## Objetivo
Copie na íntegra, sem nenhuma alteração, o trecho sobre segurança e globalização dos mercados.

## Trecho original
Uma ideologia fortemente individualista e privatista como essa conta com um apoio financeiro e midiático, dedicado quase exclusivamente à proteção da segurança das pessoas, como se todo o direito se resumisse nela e fosse responsabilidade exclusiva do Estado. Incutindo-lhes diariamente um medo pânico da violência característica de hoje, disseminada em toda a parte, para enfrentamento da qual só se considera responsável o Estado, impede-se qualquer questionamento sério dessa realidade onde ela é mais injusta. A segurança é reservada apenas para quem já é capaz de segurar alguma coisa, própria dos titulares de direitos patrimoniais, mas não para quem não tem nada, embora seja titular de direitos sociais.

 

Assim, os injustos efeitos da moderna globalização dos mercados são escondidos por trás das suas “necessidades”, impondo serem satisfeitas, e são sofridos, por grande parte das suas vítimas, como fatalidade sem remédio. As responsabilidades jurídicas por esse dano são de difícil, senão impossível, identificação e sanção, pois a satisfação das necessidades das vítimas, mesmo as vitais, é vista como pondo em risco as do capital, refletido naqueles mercados.

## Dados fornecidos
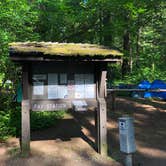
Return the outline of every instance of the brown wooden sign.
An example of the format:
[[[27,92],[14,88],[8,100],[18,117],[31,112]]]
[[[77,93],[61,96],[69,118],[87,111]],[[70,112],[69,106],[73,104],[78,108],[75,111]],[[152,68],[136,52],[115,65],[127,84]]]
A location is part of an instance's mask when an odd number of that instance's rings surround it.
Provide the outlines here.
[[[71,104],[65,101],[35,101],[32,100],[32,111],[60,111],[71,108]]]

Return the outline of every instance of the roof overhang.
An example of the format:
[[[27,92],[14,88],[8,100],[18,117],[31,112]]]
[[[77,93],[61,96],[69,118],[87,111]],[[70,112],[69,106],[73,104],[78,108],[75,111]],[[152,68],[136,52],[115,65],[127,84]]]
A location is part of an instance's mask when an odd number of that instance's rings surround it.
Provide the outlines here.
[[[9,44],[12,61],[106,61],[119,62],[122,53],[96,44],[16,42]]]

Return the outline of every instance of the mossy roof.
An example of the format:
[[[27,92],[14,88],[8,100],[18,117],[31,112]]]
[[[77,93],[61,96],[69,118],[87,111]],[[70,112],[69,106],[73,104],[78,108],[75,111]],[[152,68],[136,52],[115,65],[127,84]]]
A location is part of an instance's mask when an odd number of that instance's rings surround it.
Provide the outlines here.
[[[10,43],[10,54],[42,54],[50,56],[88,56],[114,58],[123,54],[114,49],[96,44],[53,43],[53,42],[16,42]]]

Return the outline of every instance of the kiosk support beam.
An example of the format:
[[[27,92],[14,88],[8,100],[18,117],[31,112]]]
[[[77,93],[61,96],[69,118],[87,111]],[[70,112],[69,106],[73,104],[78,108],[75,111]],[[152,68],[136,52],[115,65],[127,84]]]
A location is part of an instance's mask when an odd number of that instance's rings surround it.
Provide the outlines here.
[[[28,65],[23,66],[23,100],[21,109],[21,153],[28,156],[30,153],[30,101]]]
[[[98,75],[98,109],[96,117],[97,151],[103,156],[107,156],[107,108],[105,101],[106,74],[107,72],[105,68],[101,68],[100,75]]]

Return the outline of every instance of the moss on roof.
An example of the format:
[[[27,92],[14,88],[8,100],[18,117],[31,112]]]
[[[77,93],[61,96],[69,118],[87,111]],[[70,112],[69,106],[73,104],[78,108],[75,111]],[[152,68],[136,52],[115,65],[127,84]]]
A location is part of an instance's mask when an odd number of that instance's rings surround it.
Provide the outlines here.
[[[53,43],[53,42],[16,42],[9,44],[15,53],[42,53],[54,56],[122,56],[117,50],[96,44]]]

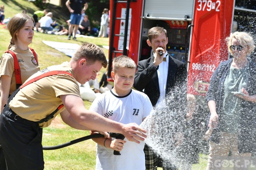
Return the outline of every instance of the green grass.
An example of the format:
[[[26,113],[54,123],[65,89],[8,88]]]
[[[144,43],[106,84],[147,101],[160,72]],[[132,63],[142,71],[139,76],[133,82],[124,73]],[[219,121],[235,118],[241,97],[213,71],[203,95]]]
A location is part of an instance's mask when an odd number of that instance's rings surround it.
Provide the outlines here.
[[[16,14],[22,12],[25,9],[29,11],[40,10],[33,4],[26,1],[4,1],[0,0],[0,5],[5,7],[6,18],[11,17]],[[7,49],[11,36],[4,26],[0,26],[0,53],[2,54]],[[50,65],[59,64],[65,61],[69,61],[70,58],[45,44],[42,40],[75,43],[81,44],[88,42],[97,44],[103,50],[107,58],[108,51],[102,47],[108,45],[108,39],[106,38],[77,38],[78,41],[68,40],[67,36],[49,35],[35,33],[33,43],[30,47],[33,48],[38,55],[39,66],[41,69]],[[102,68],[99,74],[100,80],[102,74],[105,71]],[[84,101],[85,108],[88,109],[91,104]],[[42,144],[44,146],[58,145],[89,135],[88,131],[77,130],[65,125],[58,116],[50,126],[44,129]],[[94,169],[96,159],[96,145],[89,140],[67,147],[54,150],[44,150],[45,169],[46,170],[92,170]],[[207,157],[200,154],[200,164],[193,165],[193,169],[205,169]],[[161,169],[159,168],[158,169]]]

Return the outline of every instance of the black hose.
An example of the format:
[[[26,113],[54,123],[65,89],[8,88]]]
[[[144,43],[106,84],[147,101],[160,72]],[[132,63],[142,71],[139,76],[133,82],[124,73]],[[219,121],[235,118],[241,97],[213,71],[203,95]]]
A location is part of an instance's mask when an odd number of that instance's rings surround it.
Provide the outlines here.
[[[103,137],[104,136],[103,135],[102,135],[100,133],[96,134],[93,134],[90,135],[84,136],[81,138],[79,138],[74,140],[72,140],[68,142],[59,145],[54,146],[43,146],[43,150],[54,150],[55,149],[58,149],[61,148],[64,148],[68,146],[78,143],[82,141],[84,141],[93,138],[99,138],[100,137]]]

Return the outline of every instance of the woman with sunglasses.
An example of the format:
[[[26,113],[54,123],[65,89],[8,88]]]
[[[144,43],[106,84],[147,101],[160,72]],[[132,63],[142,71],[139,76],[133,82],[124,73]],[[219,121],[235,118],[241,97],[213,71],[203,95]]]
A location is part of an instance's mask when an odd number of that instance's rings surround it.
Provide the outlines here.
[[[256,151],[256,64],[248,57],[254,42],[245,32],[232,33],[226,40],[232,57],[220,64],[206,95],[208,127],[213,129],[207,170],[214,168],[216,159],[220,164],[230,151],[232,156],[241,156]],[[240,165],[234,166],[239,169]]]

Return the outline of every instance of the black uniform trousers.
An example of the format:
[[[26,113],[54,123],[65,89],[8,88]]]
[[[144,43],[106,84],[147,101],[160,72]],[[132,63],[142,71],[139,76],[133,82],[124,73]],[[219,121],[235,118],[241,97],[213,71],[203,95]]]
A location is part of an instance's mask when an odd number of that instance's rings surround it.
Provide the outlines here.
[[[5,106],[0,115],[0,143],[8,170],[44,169],[42,135],[38,123]]]

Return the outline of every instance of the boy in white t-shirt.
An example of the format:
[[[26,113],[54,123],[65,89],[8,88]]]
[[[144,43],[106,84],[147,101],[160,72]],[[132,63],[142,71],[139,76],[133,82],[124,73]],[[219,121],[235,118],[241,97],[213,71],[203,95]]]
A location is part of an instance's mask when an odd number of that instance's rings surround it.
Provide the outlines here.
[[[153,109],[144,93],[131,88],[133,85],[136,65],[131,58],[121,55],[114,58],[111,76],[114,87],[97,97],[90,110],[108,119],[123,123],[140,124]],[[97,133],[91,131],[91,133]],[[97,143],[96,170],[145,170],[145,142],[138,144],[121,139],[103,137],[93,140]],[[113,151],[121,155],[114,155]]]

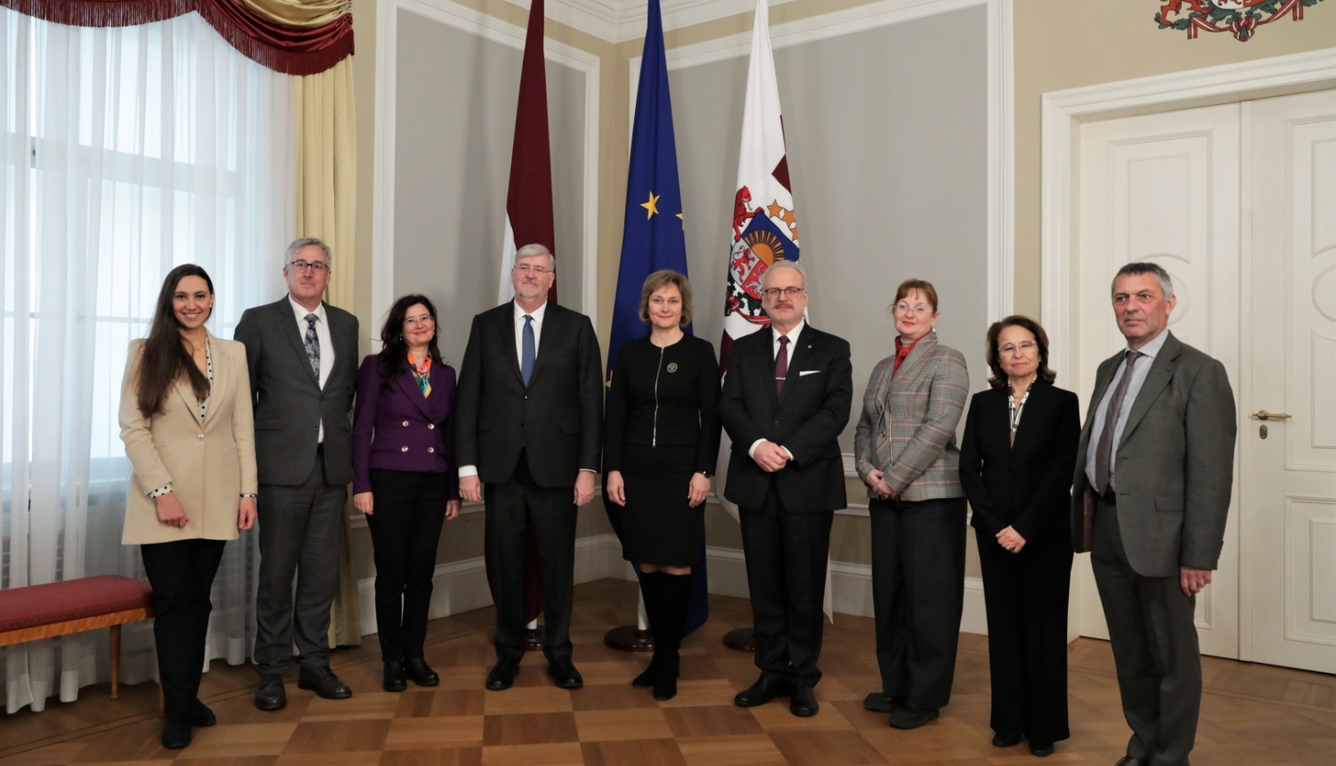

## Resolução da tarefa
Uma ideologia fortemente individualista e privatista como essa conta com um apoio financeiro e midiático, dedicado quase exclusivamente à proteção da segurança das pessoas, como se todo o direito se resumisse nela e fosse responsabilidade exclusiva do Estado. Incutindo-lhes diariamente um medo pânico da violência característica de hoje, disseminada em toda a parte, para enfrentamento da qual só se considera responsável o Estado, impede-se qualquer questionamento sério dessa realidade onde ela é mais injusta. A segurança é reservada apenas para quem já é capaz de segurar alguma coisa, própria dos titulares de direitos patrimoniais, mas não para quem não tem nada, embora seja titular de direitos sociais.

 

Assim, os injustos efeitos da moderna globalização dos mercados são escondidos por trás das suas “necessidades”, impondo serem satisfeitas, e são sofridos, por grande parte das suas vítimas, como fatalidade sem remédio. As responsabilidades jurídicas por esse dano são de difícil, senão impossível, identificação e sanção, pois a satisfação das necessidades das vítimas, mesmo as vitais, é vista como pondo em risco as do capital, refletido naqueles mercados.